[Aim]: Output the line that contains "Dear assistant, the user would like the sunglasses" and every line after it to the end of the entries, with nothing added or left out.

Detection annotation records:
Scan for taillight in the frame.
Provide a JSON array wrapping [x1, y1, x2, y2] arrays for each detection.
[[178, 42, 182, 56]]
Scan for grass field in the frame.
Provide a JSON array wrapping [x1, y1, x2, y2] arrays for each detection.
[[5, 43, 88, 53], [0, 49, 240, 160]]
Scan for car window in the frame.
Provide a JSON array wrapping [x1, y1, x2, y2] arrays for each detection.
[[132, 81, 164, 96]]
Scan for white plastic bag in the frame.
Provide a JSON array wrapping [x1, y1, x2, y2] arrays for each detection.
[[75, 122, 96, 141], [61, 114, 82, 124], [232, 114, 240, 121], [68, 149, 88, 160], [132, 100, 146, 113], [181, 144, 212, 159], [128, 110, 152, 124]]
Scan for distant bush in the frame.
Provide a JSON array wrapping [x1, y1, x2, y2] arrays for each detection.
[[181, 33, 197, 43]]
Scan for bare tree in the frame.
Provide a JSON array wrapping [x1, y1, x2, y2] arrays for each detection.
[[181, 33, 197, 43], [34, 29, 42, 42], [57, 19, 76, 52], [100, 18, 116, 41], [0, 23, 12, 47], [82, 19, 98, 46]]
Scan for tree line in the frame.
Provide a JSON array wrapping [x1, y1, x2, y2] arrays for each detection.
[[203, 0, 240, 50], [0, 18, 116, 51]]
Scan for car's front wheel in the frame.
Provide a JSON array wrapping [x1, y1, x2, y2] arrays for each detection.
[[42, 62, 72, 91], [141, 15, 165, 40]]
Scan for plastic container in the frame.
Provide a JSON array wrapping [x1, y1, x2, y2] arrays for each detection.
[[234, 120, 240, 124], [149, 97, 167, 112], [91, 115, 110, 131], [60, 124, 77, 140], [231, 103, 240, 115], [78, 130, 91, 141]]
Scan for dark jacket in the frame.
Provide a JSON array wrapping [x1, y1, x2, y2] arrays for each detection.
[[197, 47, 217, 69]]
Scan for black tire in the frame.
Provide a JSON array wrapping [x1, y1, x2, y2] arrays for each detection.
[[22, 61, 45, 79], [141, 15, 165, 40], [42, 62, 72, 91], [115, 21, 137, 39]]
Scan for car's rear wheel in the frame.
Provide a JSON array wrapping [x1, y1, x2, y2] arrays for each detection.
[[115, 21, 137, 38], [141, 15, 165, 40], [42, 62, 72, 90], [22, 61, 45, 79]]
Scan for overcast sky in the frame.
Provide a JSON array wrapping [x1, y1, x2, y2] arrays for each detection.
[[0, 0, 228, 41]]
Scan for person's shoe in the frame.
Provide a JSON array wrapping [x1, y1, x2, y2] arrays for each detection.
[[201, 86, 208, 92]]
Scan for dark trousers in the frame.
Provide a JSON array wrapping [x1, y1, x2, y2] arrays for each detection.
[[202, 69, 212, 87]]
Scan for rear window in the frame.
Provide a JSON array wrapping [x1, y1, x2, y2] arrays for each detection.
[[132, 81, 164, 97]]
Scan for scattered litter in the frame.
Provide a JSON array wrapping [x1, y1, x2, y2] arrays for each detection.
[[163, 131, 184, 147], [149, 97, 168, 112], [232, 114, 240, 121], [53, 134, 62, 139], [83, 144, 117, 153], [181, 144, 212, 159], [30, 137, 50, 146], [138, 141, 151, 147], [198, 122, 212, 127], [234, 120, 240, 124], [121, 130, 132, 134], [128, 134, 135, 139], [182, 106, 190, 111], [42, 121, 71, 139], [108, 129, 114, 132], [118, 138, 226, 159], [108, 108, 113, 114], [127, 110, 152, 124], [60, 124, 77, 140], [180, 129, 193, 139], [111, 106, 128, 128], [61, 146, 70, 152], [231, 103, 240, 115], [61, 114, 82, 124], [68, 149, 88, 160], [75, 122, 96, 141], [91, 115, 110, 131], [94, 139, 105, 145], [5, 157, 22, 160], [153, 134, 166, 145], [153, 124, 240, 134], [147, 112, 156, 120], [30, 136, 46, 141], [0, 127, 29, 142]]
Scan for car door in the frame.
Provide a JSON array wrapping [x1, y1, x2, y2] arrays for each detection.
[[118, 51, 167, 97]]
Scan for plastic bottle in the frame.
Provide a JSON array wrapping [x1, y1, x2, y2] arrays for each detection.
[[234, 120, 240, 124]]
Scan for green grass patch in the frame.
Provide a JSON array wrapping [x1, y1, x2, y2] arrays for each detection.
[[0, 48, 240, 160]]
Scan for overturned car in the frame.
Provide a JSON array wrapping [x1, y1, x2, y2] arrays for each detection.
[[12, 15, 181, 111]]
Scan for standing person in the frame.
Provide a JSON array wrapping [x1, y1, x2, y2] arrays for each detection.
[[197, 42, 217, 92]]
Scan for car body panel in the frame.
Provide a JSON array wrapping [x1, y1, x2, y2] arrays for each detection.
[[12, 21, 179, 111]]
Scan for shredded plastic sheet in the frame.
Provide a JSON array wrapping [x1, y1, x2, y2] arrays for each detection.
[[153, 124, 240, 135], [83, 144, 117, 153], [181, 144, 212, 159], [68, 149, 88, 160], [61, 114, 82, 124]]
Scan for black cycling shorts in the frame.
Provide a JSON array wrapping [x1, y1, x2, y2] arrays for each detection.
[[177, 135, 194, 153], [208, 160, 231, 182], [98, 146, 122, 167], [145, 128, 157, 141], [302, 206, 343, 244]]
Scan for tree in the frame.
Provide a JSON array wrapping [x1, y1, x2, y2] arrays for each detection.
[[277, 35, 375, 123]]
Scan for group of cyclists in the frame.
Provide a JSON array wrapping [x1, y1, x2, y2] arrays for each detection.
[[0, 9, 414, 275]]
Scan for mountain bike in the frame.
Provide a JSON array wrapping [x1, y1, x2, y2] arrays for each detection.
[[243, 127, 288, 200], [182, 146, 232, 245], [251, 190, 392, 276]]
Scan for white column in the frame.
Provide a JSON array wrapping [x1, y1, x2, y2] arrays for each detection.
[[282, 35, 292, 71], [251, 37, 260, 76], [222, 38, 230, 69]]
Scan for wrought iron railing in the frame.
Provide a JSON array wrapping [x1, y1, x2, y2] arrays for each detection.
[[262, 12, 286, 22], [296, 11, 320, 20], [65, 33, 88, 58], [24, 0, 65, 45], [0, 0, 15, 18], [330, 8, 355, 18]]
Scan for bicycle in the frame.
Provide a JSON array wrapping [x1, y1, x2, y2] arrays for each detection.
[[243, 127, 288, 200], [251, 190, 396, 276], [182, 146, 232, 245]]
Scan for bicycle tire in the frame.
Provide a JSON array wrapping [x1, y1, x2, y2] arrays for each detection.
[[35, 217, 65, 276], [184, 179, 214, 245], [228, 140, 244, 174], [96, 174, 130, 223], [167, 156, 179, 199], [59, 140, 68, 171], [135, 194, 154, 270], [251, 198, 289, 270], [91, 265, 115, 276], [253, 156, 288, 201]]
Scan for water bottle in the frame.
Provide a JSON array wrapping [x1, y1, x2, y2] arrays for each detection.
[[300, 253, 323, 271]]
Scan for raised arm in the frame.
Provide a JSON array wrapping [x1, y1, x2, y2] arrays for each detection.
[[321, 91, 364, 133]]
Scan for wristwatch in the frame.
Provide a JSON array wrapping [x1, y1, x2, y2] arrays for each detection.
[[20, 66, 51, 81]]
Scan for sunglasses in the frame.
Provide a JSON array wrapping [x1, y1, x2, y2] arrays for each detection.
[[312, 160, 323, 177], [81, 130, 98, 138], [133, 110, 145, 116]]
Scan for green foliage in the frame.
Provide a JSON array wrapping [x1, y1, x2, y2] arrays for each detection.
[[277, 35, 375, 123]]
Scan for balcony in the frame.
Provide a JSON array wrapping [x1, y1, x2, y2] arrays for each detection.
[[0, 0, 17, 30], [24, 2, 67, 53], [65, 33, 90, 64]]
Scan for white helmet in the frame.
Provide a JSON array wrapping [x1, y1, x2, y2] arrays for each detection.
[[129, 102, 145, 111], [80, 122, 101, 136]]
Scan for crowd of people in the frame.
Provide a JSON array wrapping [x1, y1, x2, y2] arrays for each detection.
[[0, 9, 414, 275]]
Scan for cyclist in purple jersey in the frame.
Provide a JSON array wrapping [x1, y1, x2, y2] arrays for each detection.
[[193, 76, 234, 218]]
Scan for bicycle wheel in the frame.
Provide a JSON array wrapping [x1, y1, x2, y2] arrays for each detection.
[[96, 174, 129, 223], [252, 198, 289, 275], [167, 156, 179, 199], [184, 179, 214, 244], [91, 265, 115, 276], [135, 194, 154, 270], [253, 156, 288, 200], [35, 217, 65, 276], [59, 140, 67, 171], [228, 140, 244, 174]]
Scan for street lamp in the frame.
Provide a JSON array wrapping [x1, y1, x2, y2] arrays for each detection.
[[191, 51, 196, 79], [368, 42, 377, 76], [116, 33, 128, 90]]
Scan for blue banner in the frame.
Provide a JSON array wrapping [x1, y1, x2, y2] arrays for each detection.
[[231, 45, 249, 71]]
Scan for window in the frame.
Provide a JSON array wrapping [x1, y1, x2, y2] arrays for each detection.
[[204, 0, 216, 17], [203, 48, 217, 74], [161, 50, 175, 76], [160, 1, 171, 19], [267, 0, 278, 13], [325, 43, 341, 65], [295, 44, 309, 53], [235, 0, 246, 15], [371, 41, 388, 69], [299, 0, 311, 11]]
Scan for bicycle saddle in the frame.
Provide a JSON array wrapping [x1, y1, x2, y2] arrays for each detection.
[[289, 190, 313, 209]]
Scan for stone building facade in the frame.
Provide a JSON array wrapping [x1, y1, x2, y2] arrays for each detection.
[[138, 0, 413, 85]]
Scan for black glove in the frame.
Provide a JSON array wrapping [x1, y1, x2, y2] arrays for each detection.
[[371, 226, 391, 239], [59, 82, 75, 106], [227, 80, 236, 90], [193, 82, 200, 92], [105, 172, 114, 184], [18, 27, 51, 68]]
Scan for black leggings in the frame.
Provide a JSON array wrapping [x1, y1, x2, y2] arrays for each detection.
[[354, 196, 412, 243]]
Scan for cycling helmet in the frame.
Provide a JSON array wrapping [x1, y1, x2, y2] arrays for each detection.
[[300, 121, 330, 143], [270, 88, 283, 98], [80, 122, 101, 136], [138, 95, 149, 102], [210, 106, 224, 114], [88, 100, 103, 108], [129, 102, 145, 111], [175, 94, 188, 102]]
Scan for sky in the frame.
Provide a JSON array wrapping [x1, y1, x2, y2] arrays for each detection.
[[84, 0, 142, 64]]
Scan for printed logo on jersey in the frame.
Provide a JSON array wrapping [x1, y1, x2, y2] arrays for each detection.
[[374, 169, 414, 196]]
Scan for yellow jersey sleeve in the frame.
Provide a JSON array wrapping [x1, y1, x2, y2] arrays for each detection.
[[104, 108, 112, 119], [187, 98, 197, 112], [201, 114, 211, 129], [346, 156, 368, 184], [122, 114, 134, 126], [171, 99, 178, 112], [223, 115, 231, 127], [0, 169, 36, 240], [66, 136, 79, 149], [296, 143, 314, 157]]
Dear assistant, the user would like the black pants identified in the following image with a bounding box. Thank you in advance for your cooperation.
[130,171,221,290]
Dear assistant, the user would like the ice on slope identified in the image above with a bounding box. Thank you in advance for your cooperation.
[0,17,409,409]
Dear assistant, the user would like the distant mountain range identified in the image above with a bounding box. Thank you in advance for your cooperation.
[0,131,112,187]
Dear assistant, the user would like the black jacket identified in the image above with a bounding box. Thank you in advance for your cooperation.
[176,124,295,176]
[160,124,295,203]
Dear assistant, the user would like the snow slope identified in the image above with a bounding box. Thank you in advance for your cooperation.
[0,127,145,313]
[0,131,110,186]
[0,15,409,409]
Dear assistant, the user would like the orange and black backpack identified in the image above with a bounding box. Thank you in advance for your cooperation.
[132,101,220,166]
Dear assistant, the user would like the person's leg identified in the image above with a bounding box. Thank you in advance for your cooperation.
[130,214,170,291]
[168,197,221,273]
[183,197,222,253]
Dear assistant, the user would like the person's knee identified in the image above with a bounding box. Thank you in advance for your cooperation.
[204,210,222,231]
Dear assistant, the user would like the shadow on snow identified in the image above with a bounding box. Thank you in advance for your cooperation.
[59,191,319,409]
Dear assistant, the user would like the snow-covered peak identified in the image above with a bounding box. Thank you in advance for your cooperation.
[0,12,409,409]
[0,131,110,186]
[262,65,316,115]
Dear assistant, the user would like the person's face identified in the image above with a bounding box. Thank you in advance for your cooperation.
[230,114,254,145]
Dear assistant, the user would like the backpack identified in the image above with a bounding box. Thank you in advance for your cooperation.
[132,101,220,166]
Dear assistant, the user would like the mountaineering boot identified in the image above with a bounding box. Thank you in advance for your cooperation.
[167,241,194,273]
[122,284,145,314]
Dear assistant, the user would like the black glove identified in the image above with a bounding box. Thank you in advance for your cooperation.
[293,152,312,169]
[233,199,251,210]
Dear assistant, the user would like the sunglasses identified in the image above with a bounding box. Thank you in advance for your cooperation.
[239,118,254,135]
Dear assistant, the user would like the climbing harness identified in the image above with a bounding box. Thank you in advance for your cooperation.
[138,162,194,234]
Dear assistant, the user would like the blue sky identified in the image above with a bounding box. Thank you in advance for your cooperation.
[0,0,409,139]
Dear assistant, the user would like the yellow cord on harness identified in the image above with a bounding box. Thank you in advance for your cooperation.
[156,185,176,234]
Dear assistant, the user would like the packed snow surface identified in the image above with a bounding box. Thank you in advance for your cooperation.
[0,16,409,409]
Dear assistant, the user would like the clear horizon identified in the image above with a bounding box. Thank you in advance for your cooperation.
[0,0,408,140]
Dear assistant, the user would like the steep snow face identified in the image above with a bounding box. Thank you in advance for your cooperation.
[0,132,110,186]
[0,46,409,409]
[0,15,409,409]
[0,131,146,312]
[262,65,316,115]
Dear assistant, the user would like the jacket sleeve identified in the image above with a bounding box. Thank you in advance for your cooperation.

[Answer to this problem]:
Dear assistant, the user would like the sunglasses identified in the image above with a bounding box. Thank you in advance for your cooperation.
[239,118,254,135]
Dear assistant, the user would like the climbing harness identified in the image above with a bounding box. Thank you in advance for your cooperation.
[138,162,194,234]
Dear assistant, the user would like the blue sky identified in the image above with a bounding box. Thank you in advance for your cooperation.
[0,0,409,139]
Dear assistant, the user would like the yellow cord on harness identified in the image above with a bounding box. Thank you in advance for your cooperation.
[156,185,176,234]
Dear assistant, the user would like the packed snow surface identified in the image above with a bounding box. Thank you in advance for your cooperation.
[0,16,409,409]
Dear assistant, the user would like the clear horizon identified in the image above with a bounding box. Thank you in advance for your cooperation.
[0,0,408,140]
Dear assistant, the user would like the steep snow face identified in the image above with a bounding box. Thank you in advance for your cooperation.
[0,132,110,186]
[0,46,409,409]
[0,15,409,409]
[0,131,146,312]
[262,65,316,115]
Dear assistant, the user would like the jacket sleeve identified in the image above with a bounding box. Thank you in advance for your cooperation.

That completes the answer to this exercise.